**Task 1:** Please repeat part of the lecture notes word for word. Begin at the words "Empirical Question" and stop after "earnings and employment?".
**Task 2:**
Answer these questions from the lecture notes:
(a) Which chapter of Huntington-Klein (2025) is listed among the textbook references?
(b) What two-way causality is given as the reason a simple regression of labor market outcomes on pollution would suffer from endogeneity?
(c) What drawback of instrumental variables is mentioned?
Passage start
Beyond Binary Treatments: Fixed Effects Estimators and their Properties

Vladislav Morozov

Introduction

Lecture Info

Learning Outcomes

This lecture is about handling more general treatments in panel data using “fixed effect/random intercepts” estimators


By the end, you should be able to

  • Describe the fixed effect estimation procedure
  • Establish causal properties of such estimators under homogeneous and heterogeneous effects

References

Textbooks:

  • Chapter 16 in Huntington-Klein (2025)
  • Chapter 13, 14-1, 14-4, 14-5 in Wooldridge (2020)
  • Chapter 17 in Hansen (2022) (except dynamic panels and random effects)

Empirical Motivation

Empirical Question

How strongly does pollution affect labor market outcomes?


  • We know that pollution is bad for health
  • But how does it affect economic activity, particularly earnings and employment?

Challenge: Endogeneity

Cannot just regress labor market outcomes on overall pollution

  • Two-way causality, more economically active places tend to have more pollution
  • Simple regression will suffer from endogeneity


  • Can solve endogeneity with instrumental variables
  • But those are difficult to find

Another Approach

  • Find pollution not driven by (your own) economic activity
  • But some places may be more likely to have this pollution \(\Rightarrow\) this would affect decisions of people to live there


What if we could control for this likelihood?
Passage end
Material provided start
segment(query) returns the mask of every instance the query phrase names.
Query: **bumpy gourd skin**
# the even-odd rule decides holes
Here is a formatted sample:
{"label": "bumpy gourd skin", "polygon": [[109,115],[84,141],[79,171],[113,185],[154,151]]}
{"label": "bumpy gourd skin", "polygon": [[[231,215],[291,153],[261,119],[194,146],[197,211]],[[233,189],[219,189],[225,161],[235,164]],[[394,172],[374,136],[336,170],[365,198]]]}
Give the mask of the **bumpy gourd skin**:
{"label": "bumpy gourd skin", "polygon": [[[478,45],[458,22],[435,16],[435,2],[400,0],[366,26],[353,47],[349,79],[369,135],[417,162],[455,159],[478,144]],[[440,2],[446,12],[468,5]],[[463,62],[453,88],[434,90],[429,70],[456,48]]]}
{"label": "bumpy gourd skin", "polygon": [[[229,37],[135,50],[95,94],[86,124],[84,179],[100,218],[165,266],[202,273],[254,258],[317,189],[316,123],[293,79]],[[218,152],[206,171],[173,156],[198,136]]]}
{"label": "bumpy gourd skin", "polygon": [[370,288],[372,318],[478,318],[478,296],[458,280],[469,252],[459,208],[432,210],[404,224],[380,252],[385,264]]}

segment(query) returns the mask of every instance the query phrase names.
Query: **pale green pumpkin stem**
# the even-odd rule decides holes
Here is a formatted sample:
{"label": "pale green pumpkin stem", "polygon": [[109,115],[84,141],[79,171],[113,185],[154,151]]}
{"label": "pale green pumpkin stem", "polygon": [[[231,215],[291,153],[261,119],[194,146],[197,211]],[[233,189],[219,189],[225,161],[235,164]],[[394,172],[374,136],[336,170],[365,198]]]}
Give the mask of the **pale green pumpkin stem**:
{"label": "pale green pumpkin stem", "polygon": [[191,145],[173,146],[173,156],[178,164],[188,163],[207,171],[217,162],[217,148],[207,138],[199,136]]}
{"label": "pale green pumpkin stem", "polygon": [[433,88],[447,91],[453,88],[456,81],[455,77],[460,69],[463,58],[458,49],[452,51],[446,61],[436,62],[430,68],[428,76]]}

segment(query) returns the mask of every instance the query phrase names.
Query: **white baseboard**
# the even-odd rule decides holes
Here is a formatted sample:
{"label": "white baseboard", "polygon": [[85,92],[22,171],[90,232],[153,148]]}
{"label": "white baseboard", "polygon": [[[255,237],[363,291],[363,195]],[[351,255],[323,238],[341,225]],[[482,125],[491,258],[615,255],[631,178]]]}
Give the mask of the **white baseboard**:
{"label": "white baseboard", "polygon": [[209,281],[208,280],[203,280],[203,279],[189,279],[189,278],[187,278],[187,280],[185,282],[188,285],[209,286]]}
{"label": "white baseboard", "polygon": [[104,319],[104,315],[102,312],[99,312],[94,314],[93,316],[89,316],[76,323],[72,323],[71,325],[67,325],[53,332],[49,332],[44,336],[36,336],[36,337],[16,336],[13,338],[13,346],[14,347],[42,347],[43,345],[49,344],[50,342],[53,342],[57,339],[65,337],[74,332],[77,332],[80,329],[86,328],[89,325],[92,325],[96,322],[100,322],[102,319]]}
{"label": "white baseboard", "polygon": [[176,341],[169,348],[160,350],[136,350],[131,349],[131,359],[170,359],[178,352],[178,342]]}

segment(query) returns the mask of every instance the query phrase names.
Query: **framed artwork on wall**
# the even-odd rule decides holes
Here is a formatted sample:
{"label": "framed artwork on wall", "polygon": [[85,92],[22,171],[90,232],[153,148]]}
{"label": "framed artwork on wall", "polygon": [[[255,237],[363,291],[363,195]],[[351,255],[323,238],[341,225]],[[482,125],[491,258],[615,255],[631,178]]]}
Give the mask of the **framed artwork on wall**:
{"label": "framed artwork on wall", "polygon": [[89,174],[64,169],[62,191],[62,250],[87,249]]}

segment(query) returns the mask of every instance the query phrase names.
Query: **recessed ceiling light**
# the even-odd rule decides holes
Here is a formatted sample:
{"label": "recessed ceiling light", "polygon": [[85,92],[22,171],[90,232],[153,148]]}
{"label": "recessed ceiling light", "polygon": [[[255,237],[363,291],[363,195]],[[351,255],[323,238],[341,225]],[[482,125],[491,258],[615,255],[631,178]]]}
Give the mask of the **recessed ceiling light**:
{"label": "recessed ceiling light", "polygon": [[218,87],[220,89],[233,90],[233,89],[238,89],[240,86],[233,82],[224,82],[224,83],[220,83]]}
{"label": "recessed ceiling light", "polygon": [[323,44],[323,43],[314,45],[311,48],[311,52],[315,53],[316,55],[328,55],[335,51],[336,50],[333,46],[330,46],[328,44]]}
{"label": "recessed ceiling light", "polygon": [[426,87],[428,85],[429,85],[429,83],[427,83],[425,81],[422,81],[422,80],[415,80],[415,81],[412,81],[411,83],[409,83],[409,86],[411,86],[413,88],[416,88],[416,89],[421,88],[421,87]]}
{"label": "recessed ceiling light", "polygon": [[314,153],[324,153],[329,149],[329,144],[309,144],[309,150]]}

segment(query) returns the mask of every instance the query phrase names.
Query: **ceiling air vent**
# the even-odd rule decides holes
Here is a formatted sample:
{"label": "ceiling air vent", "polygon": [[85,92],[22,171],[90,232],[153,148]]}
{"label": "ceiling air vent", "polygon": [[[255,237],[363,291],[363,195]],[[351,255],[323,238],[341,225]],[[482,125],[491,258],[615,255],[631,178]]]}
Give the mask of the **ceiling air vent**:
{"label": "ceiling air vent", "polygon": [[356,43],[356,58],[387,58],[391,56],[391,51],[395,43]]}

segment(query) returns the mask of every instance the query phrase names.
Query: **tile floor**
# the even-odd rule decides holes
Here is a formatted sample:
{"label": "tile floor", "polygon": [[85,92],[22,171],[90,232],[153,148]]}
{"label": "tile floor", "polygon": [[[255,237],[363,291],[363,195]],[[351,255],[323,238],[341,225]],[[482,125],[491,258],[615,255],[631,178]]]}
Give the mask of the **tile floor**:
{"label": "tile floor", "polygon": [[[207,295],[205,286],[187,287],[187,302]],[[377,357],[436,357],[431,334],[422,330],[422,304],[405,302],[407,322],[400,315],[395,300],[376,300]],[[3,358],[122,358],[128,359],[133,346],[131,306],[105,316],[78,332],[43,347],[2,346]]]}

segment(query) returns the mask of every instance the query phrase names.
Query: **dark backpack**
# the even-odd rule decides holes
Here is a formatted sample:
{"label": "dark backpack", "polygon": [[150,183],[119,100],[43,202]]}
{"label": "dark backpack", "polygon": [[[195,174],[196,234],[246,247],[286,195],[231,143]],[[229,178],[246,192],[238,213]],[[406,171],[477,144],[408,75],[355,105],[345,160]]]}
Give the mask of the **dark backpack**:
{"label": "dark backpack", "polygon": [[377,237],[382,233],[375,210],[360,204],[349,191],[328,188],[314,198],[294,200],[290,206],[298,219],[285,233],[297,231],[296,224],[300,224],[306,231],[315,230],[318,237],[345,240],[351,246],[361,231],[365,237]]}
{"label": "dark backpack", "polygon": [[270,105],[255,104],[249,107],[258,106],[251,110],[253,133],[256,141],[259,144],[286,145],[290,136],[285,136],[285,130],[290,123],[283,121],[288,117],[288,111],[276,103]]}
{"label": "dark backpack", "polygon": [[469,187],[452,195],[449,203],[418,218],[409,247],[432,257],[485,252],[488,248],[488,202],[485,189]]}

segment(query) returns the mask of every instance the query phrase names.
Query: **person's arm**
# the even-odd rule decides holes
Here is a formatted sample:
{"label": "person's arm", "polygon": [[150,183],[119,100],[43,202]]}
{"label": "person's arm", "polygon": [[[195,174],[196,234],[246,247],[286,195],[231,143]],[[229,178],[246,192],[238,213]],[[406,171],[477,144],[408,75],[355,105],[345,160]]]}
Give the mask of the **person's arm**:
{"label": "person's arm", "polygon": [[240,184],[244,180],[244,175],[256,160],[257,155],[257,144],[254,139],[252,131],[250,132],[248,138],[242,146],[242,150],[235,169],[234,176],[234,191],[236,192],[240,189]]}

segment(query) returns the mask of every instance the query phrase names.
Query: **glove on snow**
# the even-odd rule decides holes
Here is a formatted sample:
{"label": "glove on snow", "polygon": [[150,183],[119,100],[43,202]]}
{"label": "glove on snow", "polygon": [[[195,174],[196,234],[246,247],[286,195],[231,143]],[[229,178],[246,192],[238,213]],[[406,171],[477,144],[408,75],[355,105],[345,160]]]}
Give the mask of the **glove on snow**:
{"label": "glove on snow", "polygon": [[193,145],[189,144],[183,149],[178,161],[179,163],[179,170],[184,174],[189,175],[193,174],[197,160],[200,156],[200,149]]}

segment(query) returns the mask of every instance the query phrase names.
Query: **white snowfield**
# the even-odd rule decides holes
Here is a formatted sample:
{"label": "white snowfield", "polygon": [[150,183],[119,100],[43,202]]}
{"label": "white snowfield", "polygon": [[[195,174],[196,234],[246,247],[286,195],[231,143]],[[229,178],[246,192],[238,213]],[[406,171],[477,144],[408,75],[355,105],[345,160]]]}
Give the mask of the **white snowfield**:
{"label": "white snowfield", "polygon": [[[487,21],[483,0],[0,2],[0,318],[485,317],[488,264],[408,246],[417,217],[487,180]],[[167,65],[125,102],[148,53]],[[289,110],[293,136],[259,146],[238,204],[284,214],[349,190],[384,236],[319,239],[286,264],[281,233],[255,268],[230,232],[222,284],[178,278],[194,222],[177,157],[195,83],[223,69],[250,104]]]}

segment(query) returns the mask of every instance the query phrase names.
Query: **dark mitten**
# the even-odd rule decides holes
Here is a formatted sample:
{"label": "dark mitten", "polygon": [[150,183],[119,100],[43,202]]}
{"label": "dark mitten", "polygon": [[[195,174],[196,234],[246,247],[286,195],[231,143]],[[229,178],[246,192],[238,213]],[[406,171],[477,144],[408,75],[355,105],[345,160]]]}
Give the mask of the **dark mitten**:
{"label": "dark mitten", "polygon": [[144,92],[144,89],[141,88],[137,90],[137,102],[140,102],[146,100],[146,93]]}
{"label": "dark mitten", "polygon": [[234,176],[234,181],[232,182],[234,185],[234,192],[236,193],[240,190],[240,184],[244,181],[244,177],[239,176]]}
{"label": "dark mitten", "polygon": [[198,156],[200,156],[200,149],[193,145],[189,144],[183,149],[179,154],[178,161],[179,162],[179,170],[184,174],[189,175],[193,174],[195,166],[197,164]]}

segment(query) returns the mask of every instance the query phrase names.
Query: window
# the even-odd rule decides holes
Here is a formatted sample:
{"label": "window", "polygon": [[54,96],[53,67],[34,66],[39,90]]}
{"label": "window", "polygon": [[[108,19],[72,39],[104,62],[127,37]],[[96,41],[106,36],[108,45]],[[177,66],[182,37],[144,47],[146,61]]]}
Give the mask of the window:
Material provided end
**Correct result 1:**
Empirical Question

How strongly does pollution affect labor market outcomes?


  • We know that pollution is bad for health
  • But how does it affect economic activity, particularly earnings and employment?

**Correct result 2:**
(a) Chapter 16.
(b) More economically active places tend to have more pollution.
(c) They are difficult to find.